**Description of the task**
Copy every line of the records below, requests included, and shift each coordinate in the answers by -82.

+++ Exercise material +++

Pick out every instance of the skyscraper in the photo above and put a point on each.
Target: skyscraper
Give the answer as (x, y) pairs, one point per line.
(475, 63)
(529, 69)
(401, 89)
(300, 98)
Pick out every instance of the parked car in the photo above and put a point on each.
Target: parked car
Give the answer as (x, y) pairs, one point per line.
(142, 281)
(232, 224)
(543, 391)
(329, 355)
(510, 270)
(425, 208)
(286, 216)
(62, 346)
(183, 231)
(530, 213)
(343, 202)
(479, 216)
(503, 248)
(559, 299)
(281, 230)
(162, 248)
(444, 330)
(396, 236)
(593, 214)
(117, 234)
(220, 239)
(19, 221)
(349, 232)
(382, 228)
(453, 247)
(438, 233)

+++

**Completed task**
Pick out every instance of the skyscraper in the photo above and put a point on each.
Target: skyscraper
Give the answer as (x, y) pairs, one point per line.
(393, -19)
(447, -13)
(319, 7)
(218, 16)
Pick out every instance of the parked car in the photo above and put a point on each.
Target: parked car
Give the answer as (x, y) pairs, one point per line.
(60, 199)
(150, 142)
(461, 309)
(247, 273)
(428, 188)
(343, 126)
(204, 134)
(-20, 264)
(101, 149)
(448, 131)
(261, 120)
(397, 134)
(421, 166)
(477, 217)
(199, 148)
(80, 166)
(362, 248)
(314, 154)
(511, 132)
(35, 152)
(138, 157)
(-63, 139)
(267, 150)
(300, 146)
(371, 165)
(356, 151)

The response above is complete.